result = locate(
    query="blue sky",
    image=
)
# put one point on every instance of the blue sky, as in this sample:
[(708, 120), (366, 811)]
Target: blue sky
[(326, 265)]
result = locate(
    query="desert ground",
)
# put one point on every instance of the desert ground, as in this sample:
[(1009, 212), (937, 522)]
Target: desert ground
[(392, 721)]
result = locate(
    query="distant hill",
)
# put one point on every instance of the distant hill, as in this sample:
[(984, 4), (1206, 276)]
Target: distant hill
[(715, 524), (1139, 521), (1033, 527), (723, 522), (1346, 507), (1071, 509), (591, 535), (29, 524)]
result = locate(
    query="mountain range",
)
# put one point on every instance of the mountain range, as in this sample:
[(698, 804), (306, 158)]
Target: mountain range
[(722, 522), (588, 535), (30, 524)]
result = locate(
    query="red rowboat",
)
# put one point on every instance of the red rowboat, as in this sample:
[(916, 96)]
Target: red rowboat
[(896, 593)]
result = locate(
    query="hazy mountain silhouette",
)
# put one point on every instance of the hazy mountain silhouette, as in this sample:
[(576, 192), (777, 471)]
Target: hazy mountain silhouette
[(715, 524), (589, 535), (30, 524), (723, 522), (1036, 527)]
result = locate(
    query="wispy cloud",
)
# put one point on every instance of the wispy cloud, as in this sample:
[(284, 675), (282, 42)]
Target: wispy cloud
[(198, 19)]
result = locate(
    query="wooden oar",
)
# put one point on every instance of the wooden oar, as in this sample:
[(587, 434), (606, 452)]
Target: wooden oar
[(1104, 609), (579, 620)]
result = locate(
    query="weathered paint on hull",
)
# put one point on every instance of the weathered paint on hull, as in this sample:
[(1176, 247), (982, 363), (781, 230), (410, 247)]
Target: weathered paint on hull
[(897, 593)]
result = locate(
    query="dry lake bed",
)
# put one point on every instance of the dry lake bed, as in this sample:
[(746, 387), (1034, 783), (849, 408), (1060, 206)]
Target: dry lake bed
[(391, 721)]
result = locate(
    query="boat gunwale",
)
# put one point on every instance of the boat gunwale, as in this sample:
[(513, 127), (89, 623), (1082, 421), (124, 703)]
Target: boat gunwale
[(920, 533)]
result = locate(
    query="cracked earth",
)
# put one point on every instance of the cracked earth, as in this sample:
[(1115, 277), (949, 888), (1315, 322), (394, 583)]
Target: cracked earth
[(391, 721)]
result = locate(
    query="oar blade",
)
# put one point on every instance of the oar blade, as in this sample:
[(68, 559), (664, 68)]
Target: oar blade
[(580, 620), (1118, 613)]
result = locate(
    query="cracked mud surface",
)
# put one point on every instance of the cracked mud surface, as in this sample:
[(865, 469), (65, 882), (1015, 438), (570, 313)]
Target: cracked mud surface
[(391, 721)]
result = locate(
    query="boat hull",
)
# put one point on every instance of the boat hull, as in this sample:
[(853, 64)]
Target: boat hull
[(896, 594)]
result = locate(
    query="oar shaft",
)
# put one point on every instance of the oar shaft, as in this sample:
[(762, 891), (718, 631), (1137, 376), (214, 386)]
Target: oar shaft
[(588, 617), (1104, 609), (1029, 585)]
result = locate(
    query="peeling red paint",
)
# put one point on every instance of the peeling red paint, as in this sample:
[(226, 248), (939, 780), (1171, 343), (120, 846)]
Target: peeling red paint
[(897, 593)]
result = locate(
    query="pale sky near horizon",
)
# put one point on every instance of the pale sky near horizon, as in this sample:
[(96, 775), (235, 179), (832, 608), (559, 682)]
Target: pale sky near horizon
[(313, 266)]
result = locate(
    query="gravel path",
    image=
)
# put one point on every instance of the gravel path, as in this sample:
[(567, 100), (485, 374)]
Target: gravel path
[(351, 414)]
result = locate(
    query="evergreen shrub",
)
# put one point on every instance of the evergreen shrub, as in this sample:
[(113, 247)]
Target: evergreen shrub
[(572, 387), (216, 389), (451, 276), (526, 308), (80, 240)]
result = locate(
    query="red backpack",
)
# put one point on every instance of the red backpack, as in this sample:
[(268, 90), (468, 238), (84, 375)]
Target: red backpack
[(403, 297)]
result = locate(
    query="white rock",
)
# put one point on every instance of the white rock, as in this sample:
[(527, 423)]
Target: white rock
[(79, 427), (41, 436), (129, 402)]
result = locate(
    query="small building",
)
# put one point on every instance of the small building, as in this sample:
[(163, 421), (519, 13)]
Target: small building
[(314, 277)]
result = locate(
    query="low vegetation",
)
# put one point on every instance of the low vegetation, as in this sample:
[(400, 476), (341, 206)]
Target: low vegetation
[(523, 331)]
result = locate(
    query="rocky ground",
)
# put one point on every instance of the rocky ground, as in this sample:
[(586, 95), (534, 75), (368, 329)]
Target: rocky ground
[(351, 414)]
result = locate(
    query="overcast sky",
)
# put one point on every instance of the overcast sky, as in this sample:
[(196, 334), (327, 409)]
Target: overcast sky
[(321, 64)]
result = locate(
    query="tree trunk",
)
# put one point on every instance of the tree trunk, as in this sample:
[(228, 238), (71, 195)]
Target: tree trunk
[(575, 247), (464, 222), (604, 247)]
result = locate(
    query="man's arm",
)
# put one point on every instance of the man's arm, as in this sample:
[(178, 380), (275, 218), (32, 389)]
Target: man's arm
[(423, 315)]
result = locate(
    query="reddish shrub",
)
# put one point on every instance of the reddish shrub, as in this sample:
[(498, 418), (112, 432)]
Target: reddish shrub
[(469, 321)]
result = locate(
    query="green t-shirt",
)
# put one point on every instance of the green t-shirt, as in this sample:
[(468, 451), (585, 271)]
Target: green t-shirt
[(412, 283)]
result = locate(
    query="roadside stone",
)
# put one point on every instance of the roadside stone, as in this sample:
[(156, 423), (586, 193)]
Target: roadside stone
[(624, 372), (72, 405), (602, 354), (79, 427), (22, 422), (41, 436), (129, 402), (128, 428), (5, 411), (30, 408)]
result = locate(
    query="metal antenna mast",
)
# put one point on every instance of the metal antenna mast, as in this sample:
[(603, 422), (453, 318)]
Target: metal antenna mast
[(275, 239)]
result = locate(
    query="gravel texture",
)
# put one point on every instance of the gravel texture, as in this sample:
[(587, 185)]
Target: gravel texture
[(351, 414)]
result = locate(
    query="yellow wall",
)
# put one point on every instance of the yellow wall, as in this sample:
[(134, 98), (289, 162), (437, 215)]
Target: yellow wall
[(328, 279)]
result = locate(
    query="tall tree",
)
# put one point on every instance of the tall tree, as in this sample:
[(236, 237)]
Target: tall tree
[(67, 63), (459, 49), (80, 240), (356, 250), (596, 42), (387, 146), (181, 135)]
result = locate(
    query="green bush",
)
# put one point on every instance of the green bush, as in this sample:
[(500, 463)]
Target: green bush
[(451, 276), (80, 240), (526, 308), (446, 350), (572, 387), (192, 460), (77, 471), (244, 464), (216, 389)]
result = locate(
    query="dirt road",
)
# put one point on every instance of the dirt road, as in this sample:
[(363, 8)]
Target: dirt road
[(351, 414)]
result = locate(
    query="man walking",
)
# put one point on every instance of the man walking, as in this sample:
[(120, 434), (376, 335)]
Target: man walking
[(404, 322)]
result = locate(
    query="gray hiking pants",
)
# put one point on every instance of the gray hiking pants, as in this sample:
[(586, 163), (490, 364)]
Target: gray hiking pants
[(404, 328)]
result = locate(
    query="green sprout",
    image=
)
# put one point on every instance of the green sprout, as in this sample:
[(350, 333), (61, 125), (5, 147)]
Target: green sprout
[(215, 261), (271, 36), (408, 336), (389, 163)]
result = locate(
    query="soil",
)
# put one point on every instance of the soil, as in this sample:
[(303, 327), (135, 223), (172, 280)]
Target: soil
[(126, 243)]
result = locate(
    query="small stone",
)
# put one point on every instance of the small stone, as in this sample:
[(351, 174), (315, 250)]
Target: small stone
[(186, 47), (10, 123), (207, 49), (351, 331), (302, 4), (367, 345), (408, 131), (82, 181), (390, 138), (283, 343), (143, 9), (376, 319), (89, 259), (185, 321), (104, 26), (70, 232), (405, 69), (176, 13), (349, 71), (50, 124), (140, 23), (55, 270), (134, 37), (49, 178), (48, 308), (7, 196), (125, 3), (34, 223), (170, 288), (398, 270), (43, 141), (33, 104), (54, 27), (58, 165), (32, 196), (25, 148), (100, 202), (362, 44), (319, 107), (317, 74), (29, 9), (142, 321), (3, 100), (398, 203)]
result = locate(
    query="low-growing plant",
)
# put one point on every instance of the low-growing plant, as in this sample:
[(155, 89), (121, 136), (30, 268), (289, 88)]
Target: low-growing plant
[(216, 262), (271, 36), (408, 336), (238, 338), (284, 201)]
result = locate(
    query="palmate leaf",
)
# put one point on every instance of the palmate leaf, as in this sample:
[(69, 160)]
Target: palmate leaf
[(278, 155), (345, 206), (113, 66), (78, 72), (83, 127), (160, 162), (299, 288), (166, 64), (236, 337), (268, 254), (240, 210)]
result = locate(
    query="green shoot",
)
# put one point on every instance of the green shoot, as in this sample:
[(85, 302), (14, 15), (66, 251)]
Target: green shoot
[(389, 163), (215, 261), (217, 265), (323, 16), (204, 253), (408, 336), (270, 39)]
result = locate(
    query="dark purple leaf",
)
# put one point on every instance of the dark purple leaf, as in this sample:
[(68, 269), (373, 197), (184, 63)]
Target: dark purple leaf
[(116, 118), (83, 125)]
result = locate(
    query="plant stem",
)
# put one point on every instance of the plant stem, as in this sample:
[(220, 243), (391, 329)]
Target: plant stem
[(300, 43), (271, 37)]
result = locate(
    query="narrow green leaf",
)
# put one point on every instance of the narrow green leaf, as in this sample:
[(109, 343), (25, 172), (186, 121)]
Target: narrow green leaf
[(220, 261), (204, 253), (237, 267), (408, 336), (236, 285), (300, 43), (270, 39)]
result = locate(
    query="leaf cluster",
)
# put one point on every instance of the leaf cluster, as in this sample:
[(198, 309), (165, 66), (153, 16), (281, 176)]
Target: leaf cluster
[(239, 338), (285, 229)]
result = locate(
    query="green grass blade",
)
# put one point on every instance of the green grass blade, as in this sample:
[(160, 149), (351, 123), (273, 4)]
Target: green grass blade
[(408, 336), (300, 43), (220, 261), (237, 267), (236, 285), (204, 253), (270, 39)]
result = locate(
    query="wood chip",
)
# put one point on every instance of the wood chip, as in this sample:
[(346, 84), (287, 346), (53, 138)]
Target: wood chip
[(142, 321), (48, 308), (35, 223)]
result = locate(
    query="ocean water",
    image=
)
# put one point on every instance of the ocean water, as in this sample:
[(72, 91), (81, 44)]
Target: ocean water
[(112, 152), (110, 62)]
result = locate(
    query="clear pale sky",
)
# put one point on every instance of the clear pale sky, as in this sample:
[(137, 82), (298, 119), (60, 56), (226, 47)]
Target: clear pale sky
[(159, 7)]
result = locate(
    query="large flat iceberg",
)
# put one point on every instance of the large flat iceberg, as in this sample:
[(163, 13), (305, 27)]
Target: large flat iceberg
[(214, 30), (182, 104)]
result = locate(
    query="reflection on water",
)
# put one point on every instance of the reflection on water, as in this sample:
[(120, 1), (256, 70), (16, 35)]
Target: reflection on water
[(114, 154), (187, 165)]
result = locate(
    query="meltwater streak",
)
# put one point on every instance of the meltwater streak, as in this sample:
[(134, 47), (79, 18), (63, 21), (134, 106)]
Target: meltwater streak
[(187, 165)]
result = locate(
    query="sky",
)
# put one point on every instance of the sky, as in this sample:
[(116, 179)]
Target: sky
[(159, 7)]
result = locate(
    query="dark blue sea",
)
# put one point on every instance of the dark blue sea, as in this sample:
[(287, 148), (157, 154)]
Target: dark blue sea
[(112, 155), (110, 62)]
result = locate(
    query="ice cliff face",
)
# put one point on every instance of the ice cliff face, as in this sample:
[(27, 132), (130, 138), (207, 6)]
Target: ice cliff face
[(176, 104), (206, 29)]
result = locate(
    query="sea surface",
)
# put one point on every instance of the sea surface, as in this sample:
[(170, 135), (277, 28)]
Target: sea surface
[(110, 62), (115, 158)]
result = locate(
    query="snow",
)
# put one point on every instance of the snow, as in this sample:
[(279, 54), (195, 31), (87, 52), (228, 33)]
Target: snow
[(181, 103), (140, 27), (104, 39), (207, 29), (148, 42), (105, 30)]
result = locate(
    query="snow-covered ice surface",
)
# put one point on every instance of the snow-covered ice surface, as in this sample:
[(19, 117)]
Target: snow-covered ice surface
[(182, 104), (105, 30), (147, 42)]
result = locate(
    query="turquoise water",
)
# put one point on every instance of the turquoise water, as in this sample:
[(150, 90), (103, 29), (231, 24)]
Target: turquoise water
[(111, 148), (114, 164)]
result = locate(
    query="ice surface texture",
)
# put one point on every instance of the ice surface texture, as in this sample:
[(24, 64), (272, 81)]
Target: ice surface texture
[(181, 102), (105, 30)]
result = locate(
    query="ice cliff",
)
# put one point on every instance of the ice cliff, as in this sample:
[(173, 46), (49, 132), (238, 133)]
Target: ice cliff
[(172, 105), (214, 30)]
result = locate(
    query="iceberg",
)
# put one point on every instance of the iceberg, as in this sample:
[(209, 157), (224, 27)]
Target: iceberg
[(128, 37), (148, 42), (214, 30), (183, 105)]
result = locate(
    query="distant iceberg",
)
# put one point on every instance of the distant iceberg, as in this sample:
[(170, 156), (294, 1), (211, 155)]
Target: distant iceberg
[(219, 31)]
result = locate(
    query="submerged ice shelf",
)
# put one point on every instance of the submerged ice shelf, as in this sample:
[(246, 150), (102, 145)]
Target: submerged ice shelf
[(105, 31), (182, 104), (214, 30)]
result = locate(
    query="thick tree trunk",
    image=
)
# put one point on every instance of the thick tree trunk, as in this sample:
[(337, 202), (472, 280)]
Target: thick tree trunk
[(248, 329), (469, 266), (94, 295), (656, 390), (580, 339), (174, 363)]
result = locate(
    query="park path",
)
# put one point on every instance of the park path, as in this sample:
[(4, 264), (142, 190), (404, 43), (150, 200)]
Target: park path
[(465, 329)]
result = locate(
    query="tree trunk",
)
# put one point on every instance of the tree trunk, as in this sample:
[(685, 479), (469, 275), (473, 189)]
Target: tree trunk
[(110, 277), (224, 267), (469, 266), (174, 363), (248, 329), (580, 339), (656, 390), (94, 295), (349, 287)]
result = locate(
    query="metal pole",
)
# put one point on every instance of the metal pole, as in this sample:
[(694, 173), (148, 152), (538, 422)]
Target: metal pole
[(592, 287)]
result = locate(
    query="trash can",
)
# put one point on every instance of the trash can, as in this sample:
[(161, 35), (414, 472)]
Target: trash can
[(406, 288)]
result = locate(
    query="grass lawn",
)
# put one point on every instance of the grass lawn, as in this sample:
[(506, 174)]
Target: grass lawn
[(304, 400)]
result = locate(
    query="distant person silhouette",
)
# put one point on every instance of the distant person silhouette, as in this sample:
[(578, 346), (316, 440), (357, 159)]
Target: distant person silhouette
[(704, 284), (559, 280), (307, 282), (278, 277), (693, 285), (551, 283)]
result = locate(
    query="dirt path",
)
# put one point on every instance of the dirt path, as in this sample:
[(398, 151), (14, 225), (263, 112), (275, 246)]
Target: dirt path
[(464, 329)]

- [Task directions]: Return every line above that contains the string "cliff", treating case as significant.

- [Full response]:
    query="ice cliff face",
# put one point on every instance of the ice cliff face, as in this sample:
Target: ice cliff face
    query="ice cliff",
# put one point on every instance of the ice cliff, as in this sample:
Target: ice cliff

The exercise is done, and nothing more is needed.